■ **EXERCISE**
Print out every record below, exactly as written.

■ **RECORDS SHOWN**
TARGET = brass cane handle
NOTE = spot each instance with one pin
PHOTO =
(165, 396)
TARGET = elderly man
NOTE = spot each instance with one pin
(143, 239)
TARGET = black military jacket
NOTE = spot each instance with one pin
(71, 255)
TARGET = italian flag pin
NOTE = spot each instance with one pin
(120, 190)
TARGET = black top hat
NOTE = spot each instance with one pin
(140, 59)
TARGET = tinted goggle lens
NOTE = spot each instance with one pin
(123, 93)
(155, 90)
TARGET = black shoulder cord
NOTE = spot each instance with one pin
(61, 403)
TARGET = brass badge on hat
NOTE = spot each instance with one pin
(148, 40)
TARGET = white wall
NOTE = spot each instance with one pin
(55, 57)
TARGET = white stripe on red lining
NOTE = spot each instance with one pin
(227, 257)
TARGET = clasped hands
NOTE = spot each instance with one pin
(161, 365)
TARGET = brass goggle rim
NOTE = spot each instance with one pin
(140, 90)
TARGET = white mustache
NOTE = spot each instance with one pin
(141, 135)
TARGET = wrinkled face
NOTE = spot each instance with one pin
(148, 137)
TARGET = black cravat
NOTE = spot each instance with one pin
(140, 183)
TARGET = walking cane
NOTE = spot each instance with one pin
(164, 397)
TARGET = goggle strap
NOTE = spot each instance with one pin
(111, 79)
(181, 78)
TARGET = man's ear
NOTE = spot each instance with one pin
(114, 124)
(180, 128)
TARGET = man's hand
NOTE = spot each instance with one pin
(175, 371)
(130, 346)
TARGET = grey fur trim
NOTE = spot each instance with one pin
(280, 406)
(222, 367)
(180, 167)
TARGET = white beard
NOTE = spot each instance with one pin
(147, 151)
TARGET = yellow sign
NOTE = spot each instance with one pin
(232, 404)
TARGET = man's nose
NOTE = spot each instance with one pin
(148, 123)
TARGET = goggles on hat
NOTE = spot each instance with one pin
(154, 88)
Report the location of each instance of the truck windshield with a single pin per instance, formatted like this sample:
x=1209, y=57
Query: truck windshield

■ **ANSWER SPACE**
TARGET = brass cane handle
NOTE = spot each instance with one pin
PHOTO =
(165, 396)
TARGET = elderly man
NOTE = spot each instance with one pin
(143, 239)
TARGET = black military jacket
NOTE = spot each instance with one pin
(71, 255)
TARGET = italian flag pin
NOTE = spot each instance with one pin
(120, 190)
TARGET = black top hat
NOTE = spot each instance with one pin
(140, 59)
TARGET = tinted goggle lens
NOTE = spot each instance with one pin
(123, 93)
(155, 90)
TARGET = black shoulder cord
NOTE = spot each instance with one pin
(61, 403)
TARGET = brass badge on hat
NOTE = spot each instance with one pin
(148, 40)
TARGET = white wall
NOTE = spot each instance with one pin
(55, 57)
TARGET = white stripe on red lining
NOTE = spot each instance with one pin
(227, 257)
TARGET = clasped hands
NOTE = spot each instance with one pin
(161, 365)
TARGET = brass goggle rim
NOTE = spot each instance with one pin
(140, 90)
TARGET = white mustache
NOTE = spot each instance with one pin
(141, 135)
TARGET = wrinkled face
NOTE = spot each instance with one pin
(148, 137)
TARGET = black cravat
NOTE = spot each instance with one pin
(140, 183)
TARGET = walking cane
NOTE = spot each instance with one pin
(164, 397)
TARGET = goggle strap
NOTE = spot each instance with one pin
(111, 79)
(181, 78)
TARGET = man's ear
NOTE = spot each instance with one pin
(114, 124)
(180, 128)
TARGET = man's hand
NOTE = spot each instance with one pin
(175, 371)
(130, 346)
TARGET = grey fur trim
NOTE = spot each instance with one pin
(280, 406)
(222, 367)
(180, 167)
TARGET = white beard
NOTE = spot each instance with one pin
(147, 151)
TARGET = yellow sign
NOTE = spot each instance with one pin
(232, 404)
TARGET = man's nose
NOTE = spot each instance with one pin
(148, 123)
TARGET = goggles on hat
NOTE = spot each instance with one pin
(154, 88)
Report the location of each instance of the truck windshield with a single pin per instance, formatted like this sample:
x=1209, y=57
Query: truck windshield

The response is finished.